Assignment:
Scan the records below and say how many lines include the word "booth", giving no other text.

Input for this task:
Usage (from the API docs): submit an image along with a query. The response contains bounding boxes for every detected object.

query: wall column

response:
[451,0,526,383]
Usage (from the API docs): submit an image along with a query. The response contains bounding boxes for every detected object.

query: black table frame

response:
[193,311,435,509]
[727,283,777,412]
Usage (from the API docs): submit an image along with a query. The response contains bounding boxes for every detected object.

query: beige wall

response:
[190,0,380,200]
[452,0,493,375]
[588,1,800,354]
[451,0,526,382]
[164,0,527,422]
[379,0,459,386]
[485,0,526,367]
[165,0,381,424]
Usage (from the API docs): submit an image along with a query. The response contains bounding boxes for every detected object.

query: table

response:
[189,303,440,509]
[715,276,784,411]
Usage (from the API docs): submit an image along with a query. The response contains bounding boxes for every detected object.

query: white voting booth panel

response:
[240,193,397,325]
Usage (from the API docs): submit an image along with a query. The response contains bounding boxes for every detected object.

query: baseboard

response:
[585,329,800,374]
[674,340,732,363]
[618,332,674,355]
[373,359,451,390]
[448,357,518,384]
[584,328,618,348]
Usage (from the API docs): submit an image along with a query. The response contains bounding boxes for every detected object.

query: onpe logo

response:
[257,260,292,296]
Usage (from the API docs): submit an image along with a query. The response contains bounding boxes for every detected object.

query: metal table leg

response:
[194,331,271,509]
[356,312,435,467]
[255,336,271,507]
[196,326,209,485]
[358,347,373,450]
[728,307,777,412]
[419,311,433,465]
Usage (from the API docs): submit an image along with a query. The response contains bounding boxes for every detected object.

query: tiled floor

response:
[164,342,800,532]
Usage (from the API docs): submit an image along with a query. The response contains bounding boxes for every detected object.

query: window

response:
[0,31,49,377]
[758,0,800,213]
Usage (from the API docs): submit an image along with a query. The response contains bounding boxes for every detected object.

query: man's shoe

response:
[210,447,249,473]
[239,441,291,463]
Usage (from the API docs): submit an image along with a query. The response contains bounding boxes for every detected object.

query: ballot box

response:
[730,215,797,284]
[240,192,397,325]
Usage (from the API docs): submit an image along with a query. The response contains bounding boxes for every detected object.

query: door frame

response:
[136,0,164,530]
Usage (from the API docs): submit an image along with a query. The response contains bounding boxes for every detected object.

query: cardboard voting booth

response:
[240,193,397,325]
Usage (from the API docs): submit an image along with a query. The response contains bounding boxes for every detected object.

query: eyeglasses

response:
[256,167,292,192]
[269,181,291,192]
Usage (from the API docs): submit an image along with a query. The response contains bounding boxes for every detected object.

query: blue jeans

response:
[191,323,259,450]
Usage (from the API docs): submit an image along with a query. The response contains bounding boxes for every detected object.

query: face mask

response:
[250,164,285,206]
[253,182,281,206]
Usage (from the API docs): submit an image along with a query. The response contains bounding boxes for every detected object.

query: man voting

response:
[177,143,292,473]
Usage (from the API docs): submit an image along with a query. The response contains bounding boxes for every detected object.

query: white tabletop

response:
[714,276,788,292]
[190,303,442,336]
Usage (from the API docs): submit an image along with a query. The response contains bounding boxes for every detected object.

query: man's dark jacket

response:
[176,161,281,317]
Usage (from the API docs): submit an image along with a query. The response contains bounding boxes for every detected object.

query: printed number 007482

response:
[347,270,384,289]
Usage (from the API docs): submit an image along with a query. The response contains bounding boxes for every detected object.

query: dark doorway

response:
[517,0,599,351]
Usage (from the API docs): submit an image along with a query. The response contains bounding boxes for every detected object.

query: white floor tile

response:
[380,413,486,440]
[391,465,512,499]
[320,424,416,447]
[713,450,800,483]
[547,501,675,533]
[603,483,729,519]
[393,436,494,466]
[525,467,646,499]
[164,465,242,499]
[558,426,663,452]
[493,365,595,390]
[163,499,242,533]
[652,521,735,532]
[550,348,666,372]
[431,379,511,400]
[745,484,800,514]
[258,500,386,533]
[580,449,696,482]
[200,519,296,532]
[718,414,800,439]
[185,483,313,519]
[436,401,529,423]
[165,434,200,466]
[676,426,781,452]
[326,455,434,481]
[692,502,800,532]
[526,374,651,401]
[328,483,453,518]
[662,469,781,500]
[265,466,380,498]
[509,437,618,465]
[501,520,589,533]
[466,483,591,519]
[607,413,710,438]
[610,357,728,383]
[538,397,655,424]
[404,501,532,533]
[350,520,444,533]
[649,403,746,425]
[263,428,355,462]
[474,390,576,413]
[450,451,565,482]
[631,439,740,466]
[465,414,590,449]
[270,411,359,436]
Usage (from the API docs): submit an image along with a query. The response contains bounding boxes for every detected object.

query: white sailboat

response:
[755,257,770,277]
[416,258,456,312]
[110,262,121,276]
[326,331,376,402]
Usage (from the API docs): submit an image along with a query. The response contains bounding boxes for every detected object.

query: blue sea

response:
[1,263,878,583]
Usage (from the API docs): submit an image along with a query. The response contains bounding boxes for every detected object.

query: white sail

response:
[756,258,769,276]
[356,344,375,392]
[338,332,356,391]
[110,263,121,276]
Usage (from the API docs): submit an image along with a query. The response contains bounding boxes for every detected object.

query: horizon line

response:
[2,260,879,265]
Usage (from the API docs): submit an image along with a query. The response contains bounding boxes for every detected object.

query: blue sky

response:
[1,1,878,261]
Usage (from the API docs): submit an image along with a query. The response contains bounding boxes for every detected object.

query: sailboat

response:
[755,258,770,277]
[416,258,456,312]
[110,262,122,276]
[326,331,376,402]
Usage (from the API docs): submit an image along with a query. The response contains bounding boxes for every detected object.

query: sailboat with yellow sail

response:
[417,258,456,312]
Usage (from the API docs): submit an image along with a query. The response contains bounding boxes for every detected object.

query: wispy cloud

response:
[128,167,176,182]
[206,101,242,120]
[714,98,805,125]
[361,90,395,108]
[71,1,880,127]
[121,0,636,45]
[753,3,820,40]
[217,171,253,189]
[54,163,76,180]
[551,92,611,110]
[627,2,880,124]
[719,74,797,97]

Finished exercise:
2